**WHAT TO DO:**
• A. In the notebook code, which class is imported from langchain_huggingface?
• B. Please mark each statement yes or no against the notebook code, quoting the words that decide it: (i) Chroma is imported from langchain_community.vectorstores. (ii) One of the source documents describes Chroma as a relational database. (iii) The pip notice reports 25.1.1 as the installed version.

**TEXT UNDER STUDY:**
▬▬▬

In [1]:
## Installing libraries
!pip install langchain chromadb huggingface langchain_huggingface langchain_core -q


[notice] A new release of pip is available: 24.0 -> 25.1.1
[notice] To update, run: python.exe -m pip install --upgrade pip


In [2]:
## Importing libraries
from langchain_community.vectorstores import Chroma
from langchain_huggingface import HuggingFaceEndpointEmbeddings
from langchain_core.documents import Document

In [3]:
# Step 1: Your source documents
documents = [
    Document(page_content="LangChain helps developers build LLM applications easily."),
    Document(page_content="Chroma is a vector database optimized for LLM-based search."),
    Document(page_content="Embeddings convert text into high-dimensional vectors."),
    Document(page_content="OpenAI provides powerful embedding models."),
]

In [4]:
# Step 2: Initialize embedding model
embedding_model = HuggingFaceEndpointEmbeddings()

▬▬▬

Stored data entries
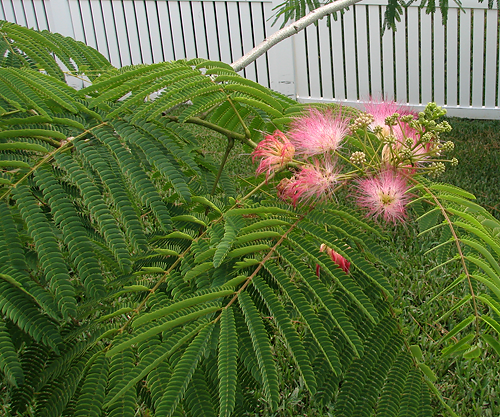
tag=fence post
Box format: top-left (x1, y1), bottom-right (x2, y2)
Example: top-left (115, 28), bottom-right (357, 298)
top-left (266, 0), bottom-right (297, 99)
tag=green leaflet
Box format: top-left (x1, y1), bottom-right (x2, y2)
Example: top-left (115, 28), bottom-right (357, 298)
top-left (264, 262), bottom-right (340, 375)
top-left (14, 184), bottom-right (76, 318)
top-left (213, 216), bottom-right (245, 268)
top-left (132, 290), bottom-right (234, 328)
top-left (224, 206), bottom-right (295, 217)
top-left (441, 334), bottom-right (475, 358)
top-left (106, 307), bottom-right (220, 356)
top-left (251, 275), bottom-right (316, 395)
top-left (104, 323), bottom-right (206, 408)
top-left (0, 142), bottom-right (49, 153)
top-left (481, 334), bottom-right (500, 356)
top-left (36, 354), bottom-right (90, 417)
top-left (0, 320), bottom-right (24, 387)
top-left (106, 336), bottom-right (137, 417)
top-left (476, 294), bottom-right (500, 316)
top-left (277, 247), bottom-right (363, 356)
top-left (289, 233), bottom-right (378, 323)
top-left (440, 316), bottom-right (476, 343)
top-left (436, 294), bottom-right (472, 323)
top-left (240, 219), bottom-right (291, 235)
top-left (191, 196), bottom-right (222, 214)
top-left (429, 183), bottom-right (476, 200)
top-left (480, 316), bottom-right (500, 335)
top-left (238, 292), bottom-right (279, 410)
top-left (224, 84), bottom-right (283, 112)
top-left (227, 244), bottom-right (271, 258)
top-left (232, 95), bottom-right (281, 117)
top-left (184, 261), bottom-right (214, 281)
top-left (217, 308), bottom-right (238, 417)
top-left (335, 318), bottom-right (403, 416)
top-left (234, 230), bottom-right (283, 245)
top-left (155, 323), bottom-right (215, 417)
top-left (75, 353), bottom-right (109, 417)
top-left (184, 368), bottom-right (217, 417)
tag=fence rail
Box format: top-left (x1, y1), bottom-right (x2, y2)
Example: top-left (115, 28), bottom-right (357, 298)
top-left (0, 0), bottom-right (500, 118)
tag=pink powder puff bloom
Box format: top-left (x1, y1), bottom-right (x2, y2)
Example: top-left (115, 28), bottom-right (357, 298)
top-left (252, 130), bottom-right (295, 178)
top-left (316, 243), bottom-right (351, 277)
top-left (357, 170), bottom-right (411, 224)
top-left (278, 158), bottom-right (338, 206)
top-left (288, 108), bottom-right (349, 156)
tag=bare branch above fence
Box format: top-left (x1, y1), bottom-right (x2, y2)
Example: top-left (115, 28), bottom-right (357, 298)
top-left (231, 0), bottom-right (361, 71)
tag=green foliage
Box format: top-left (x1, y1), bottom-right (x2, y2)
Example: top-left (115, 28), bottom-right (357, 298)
top-left (0, 23), bottom-right (494, 416)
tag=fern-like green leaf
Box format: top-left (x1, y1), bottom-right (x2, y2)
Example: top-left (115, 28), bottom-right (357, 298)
top-left (75, 353), bottom-right (109, 417)
top-left (14, 181), bottom-right (76, 318)
top-left (251, 275), bottom-right (316, 395)
top-left (156, 323), bottom-right (215, 417)
top-left (0, 320), bottom-right (24, 387)
top-left (264, 262), bottom-right (340, 375)
top-left (218, 308), bottom-right (238, 417)
top-left (238, 292), bottom-right (279, 410)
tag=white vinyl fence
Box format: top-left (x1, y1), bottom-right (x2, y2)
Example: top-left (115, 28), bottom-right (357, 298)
top-left (0, 0), bottom-right (500, 119)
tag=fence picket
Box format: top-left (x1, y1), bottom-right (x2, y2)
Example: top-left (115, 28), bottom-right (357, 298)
top-left (484, 10), bottom-right (499, 107)
top-left (355, 5), bottom-right (370, 100)
top-left (420, 9), bottom-right (434, 103)
top-left (408, 7), bottom-right (420, 104)
top-left (330, 17), bottom-right (346, 100)
top-left (89, 0), bottom-right (109, 56)
top-left (0, 0), bottom-right (500, 118)
top-left (367, 6), bottom-right (382, 97)
top-left (446, 9), bottom-right (458, 106)
top-left (458, 9), bottom-right (471, 107)
top-left (12, 0), bottom-right (28, 26)
top-left (432, 11), bottom-right (446, 103)
top-left (394, 11), bottom-right (406, 104)
top-left (306, 25), bottom-right (323, 100)
top-left (341, 13), bottom-right (358, 101)
top-left (318, 19), bottom-right (335, 100)
top-left (215, 2), bottom-right (232, 62)
top-left (471, 9), bottom-right (485, 107)
top-left (146, 0), bottom-right (163, 62)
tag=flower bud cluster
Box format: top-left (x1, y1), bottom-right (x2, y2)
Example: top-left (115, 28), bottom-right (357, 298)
top-left (253, 102), bottom-right (458, 223)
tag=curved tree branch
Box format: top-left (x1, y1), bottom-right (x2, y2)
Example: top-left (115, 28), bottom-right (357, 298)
top-left (231, 0), bottom-right (361, 72)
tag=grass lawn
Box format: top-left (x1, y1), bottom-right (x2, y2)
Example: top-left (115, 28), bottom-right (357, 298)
top-left (193, 113), bottom-right (500, 417)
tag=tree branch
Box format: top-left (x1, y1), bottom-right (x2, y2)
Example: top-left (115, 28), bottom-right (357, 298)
top-left (231, 0), bottom-right (361, 72)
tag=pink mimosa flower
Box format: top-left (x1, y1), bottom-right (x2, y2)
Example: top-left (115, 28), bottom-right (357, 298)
top-left (357, 170), bottom-right (411, 224)
top-left (289, 108), bottom-right (349, 156)
top-left (252, 130), bottom-right (295, 178)
top-left (316, 243), bottom-right (351, 276)
top-left (278, 158), bottom-right (338, 206)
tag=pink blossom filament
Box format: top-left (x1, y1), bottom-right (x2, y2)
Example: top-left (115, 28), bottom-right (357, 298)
top-left (278, 158), bottom-right (338, 206)
top-left (319, 243), bottom-right (351, 274)
top-left (252, 130), bottom-right (295, 178)
top-left (289, 108), bottom-right (349, 156)
top-left (357, 170), bottom-right (410, 224)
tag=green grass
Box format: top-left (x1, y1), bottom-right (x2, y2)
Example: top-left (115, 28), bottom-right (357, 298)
top-left (390, 118), bottom-right (500, 417)
top-left (193, 114), bottom-right (500, 417)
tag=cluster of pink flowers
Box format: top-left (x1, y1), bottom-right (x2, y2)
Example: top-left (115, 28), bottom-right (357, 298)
top-left (253, 101), bottom-right (456, 224)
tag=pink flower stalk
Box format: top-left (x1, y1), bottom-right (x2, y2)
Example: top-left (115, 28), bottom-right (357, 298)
top-left (288, 108), bottom-right (349, 156)
top-left (357, 170), bottom-right (410, 224)
top-left (316, 243), bottom-right (351, 276)
top-left (278, 158), bottom-right (338, 206)
top-left (364, 99), bottom-right (417, 141)
top-left (252, 130), bottom-right (295, 179)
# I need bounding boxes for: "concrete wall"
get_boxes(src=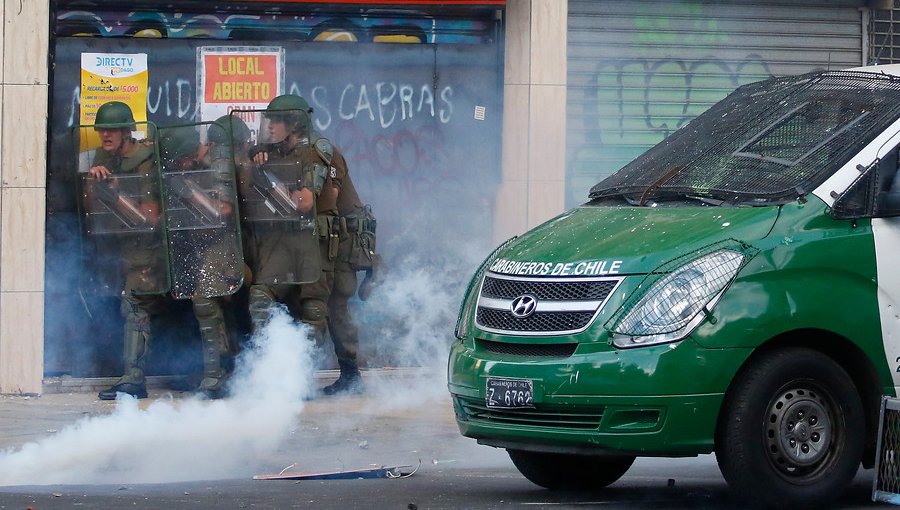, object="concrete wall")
[0,0,50,393]
[0,0,567,394]
[494,0,568,242]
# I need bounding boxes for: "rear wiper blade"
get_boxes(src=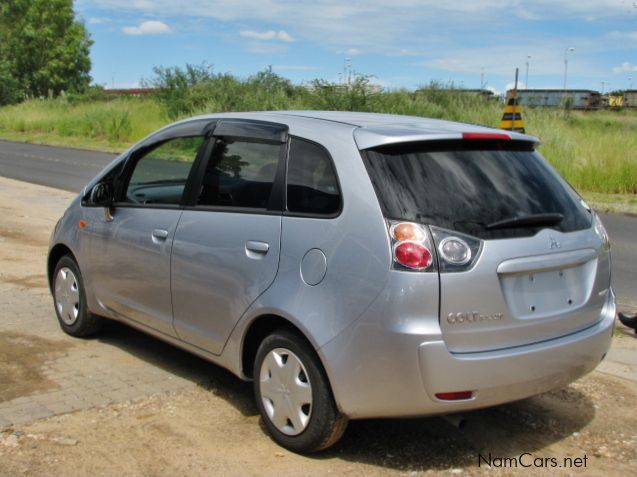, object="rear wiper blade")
[485,214,564,230]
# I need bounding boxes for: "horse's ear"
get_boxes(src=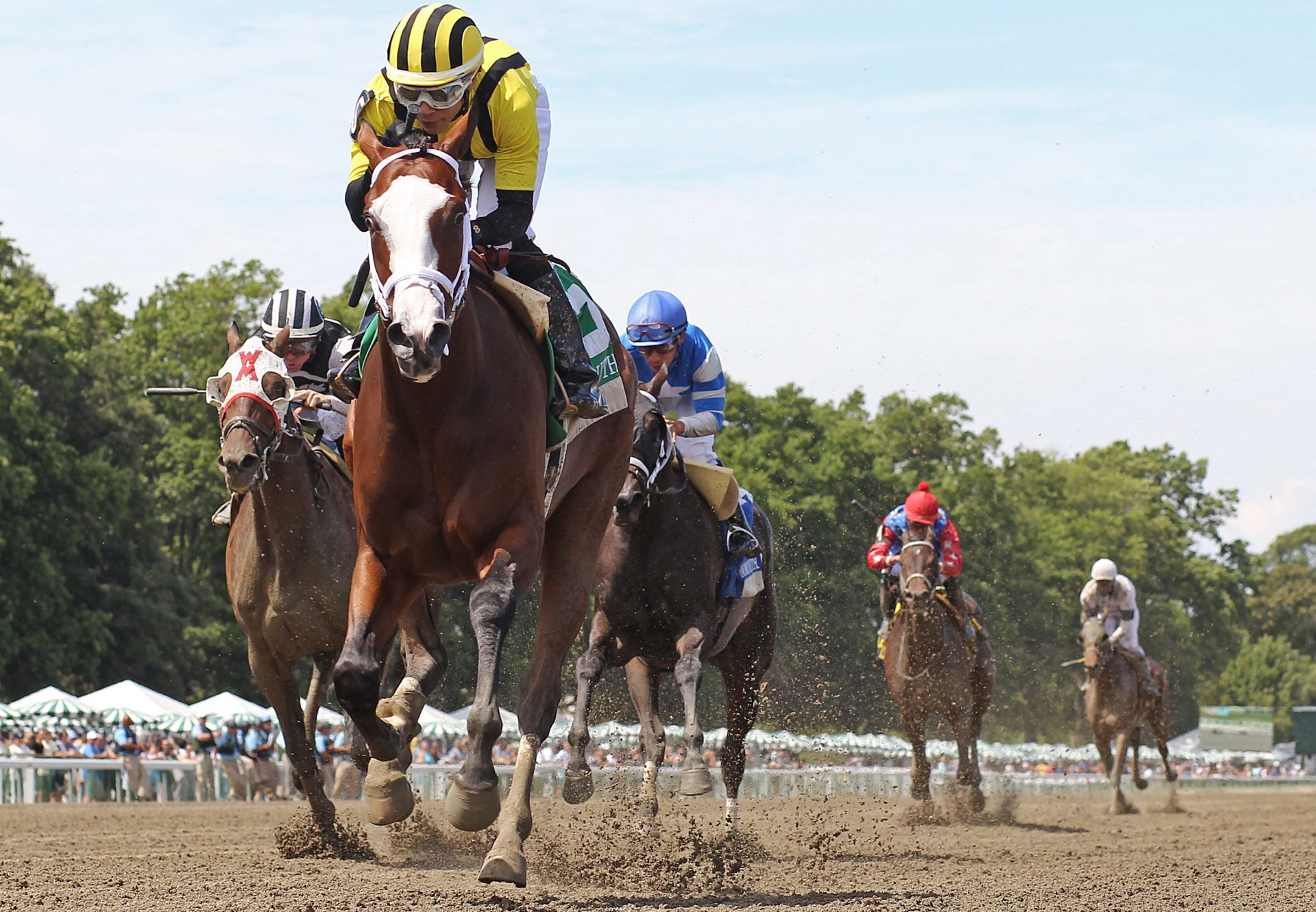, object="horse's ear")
[265,326,289,358]
[438,107,475,162]
[356,121,388,167]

▬▬▬

**ANSWERS TO EACH TASK:**
• A. HuggingFaceEndpointEmbeddings

• B.
(i) Yes: "from langchain_community.vectorstores import Chroma"
(ii) No: "Chroma is a vector database optimized for LLM-based search."
(iii) No: "A new release of pip is available: 24.0 -> 25.1.1"